Object location annotation data
# # # # #

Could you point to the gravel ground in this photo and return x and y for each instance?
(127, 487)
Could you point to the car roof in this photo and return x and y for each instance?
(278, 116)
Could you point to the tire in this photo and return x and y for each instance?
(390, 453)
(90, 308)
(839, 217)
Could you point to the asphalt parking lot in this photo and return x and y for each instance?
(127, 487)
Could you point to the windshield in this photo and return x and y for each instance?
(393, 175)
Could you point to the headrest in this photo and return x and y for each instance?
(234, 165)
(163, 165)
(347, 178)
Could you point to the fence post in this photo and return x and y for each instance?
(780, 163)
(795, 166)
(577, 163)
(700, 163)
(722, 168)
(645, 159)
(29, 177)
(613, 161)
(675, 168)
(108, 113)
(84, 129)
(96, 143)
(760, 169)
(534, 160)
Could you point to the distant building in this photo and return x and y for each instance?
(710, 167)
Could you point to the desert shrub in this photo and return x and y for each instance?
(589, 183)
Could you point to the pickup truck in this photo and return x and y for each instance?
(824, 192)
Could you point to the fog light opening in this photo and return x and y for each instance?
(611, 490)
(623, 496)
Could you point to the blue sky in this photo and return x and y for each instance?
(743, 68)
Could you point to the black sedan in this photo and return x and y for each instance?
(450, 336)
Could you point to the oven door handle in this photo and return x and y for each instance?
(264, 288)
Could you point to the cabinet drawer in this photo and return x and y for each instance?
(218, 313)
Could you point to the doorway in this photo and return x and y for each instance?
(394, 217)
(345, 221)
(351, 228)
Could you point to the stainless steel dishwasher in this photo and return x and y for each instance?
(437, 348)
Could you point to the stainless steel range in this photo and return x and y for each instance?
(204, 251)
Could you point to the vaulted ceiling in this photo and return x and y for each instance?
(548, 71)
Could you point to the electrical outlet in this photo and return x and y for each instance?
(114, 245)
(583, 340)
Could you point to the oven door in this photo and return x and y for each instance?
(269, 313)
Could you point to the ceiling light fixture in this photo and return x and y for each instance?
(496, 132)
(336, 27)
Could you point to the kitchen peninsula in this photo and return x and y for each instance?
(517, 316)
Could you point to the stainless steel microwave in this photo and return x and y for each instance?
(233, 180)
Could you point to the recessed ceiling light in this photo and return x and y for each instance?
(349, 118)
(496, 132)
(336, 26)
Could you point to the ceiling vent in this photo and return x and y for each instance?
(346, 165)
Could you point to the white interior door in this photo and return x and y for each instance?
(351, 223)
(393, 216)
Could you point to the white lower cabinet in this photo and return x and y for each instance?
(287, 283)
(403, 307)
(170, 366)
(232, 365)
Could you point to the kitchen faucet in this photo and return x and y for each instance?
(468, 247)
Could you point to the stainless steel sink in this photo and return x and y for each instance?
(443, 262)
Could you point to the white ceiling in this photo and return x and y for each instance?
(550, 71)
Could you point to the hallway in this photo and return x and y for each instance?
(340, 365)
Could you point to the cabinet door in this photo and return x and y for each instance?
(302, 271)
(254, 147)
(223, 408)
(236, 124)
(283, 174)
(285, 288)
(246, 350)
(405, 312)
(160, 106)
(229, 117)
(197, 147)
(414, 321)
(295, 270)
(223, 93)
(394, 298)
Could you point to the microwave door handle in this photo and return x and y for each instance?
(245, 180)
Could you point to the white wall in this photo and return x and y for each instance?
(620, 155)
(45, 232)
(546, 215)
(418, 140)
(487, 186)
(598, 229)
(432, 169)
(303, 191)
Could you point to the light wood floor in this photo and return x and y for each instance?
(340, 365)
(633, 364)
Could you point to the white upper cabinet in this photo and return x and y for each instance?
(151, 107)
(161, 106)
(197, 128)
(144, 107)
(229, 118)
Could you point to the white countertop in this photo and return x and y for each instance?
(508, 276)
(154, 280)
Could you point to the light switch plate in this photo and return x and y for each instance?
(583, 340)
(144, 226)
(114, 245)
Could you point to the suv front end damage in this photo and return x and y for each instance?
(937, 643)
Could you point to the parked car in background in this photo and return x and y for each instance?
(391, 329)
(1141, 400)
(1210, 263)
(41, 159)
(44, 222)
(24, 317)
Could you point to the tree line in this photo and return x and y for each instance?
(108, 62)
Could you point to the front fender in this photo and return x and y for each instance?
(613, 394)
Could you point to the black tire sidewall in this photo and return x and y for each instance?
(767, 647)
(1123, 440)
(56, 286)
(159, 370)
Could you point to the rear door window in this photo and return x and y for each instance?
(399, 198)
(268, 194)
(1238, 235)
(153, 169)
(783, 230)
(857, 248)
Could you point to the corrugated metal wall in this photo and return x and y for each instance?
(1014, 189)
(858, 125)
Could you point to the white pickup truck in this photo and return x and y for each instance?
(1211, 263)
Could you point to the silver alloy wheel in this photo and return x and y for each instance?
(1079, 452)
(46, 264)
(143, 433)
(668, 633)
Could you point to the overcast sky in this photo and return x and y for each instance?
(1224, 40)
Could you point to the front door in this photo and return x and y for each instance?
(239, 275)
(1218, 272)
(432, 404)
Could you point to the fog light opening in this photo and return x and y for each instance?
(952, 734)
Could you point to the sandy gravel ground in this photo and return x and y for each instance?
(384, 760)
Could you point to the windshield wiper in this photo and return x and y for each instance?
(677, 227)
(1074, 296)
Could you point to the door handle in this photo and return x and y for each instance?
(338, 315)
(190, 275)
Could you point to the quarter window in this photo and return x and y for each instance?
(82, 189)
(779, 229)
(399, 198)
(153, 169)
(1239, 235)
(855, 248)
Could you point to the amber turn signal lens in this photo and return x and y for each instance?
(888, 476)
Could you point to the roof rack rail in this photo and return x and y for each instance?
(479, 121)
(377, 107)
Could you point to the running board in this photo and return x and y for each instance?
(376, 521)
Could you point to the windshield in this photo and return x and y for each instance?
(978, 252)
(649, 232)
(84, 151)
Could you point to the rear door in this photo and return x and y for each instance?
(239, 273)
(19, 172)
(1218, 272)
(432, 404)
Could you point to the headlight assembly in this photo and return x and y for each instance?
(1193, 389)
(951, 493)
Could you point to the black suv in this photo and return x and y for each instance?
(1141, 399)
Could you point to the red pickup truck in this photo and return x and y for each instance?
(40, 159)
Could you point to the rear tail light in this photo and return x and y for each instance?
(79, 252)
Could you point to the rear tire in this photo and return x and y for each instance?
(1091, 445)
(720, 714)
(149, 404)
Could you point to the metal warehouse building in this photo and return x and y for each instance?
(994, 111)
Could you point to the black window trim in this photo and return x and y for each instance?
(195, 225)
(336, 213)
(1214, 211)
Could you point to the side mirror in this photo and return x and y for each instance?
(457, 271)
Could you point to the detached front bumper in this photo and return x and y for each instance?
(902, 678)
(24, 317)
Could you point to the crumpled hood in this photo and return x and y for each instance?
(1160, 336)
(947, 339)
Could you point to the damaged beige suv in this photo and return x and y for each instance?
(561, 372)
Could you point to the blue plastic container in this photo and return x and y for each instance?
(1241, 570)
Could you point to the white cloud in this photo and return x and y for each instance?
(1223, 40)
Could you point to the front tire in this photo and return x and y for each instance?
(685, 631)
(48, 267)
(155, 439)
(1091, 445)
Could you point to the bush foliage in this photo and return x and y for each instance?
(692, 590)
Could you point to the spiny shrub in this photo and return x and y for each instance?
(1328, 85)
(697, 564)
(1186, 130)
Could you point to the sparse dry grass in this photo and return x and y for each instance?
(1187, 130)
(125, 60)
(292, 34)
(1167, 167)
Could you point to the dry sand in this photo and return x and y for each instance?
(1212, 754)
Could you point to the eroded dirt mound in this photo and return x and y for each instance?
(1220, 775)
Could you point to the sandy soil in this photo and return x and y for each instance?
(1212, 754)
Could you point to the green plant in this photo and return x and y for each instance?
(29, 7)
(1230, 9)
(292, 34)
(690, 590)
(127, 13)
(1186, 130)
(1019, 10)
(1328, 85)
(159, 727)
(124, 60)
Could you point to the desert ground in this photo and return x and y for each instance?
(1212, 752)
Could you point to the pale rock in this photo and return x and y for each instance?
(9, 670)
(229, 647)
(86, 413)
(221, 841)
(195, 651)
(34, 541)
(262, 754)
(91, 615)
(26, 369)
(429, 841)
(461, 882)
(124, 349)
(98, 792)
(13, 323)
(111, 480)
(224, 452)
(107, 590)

# # # # #

Rewrite the stretch from the line containing "Could you point to the green" through the end of the records, swapping "pale rock" for "light-colored stone" and leaving all else unchanged.

» **Result of this exercise**:
Could you point to the green plant in this photo and return x and y for each instance?
(29, 7)
(1230, 9)
(292, 34)
(690, 590)
(127, 13)
(1186, 130)
(1019, 10)
(1328, 85)
(159, 727)
(124, 60)
Could you point to the desert ground in this photo and return x and y for each instance?
(1212, 752)
Could you point to the light-colored stone in this photo and return x and y for each instance?
(9, 670)
(229, 647)
(86, 413)
(221, 841)
(195, 651)
(34, 541)
(262, 754)
(91, 615)
(26, 369)
(429, 841)
(461, 882)
(124, 349)
(98, 792)
(13, 323)
(111, 480)
(224, 452)
(107, 590)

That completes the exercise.